## Stated goal
Convert the material below into a Markdown table with the columns Row and Line. Give each line its own row, number the rows in order, and omit blank lines.

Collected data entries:
★ ★ ★ ★

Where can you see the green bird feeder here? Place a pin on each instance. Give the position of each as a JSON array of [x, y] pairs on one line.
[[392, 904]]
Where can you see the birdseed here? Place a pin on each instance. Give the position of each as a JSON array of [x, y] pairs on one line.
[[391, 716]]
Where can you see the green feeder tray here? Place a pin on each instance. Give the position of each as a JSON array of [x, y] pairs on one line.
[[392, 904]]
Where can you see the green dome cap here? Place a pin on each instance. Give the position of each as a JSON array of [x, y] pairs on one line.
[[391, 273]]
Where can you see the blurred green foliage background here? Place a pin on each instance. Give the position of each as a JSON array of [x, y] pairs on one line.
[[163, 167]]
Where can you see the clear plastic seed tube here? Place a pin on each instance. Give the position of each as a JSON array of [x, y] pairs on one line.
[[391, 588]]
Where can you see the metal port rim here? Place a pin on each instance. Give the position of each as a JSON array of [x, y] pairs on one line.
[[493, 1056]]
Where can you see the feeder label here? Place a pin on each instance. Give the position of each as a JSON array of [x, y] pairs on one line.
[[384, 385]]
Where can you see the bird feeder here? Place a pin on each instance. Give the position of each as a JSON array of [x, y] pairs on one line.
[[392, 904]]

★ ★ ★ ★

## Exercise answer
| Row | Line |
|---|---|
| 1 | Where can you see the green bird feeder here? Place a pin on each instance. Give the position of each as a JSON array of [x, y] pairs on one line. |
| 2 | [[392, 904]] |
| 3 | Where can you see the birdseed here? Place a pin on each instance. Give the position of each as a JSON array of [x, y] pairs on one line. |
| 4 | [[391, 716]] |
| 5 | Where can you see the green feeder tray here? Place a pin on each instance. Give the position of each as a JSON array of [x, y] pairs on one line. |
| 6 | [[392, 904]] |
| 7 | Where can you see the green dome cap here? Place a pin on each instance. Give the position of each as a JSON array of [x, y] pairs on one line. |
| 8 | [[391, 273]] |
| 9 | Where can you see the blurred green foliage background here? Place a pin on each instance. Give the position of each as a JSON array of [x, y] pairs on one line. |
| 10 | [[163, 167]] |
| 11 | Where can you see the clear plastic seed tube here? Place a pin on each instance. Give the position of each as a JSON array of [x, y] pairs on one line. |
| 12 | [[391, 588]] |
| 13 | Where can you see the metal port rim here? Place a pin on each instance. Give the position of each as a JSON array of [x, y] pairs on one line. |
| 14 | [[493, 1056]] |
| 15 | Where can you see the feeder label here? Place a pin on each instance. Give the position of each as a JSON array of [x, y] pairs on one line. |
| 16 | [[384, 385]] |
| 17 | Where can you see the bird feeder here? Place a pin on each instance. Give the position of each as a JSON array of [x, y] pairs on one line. |
| 18 | [[392, 904]] |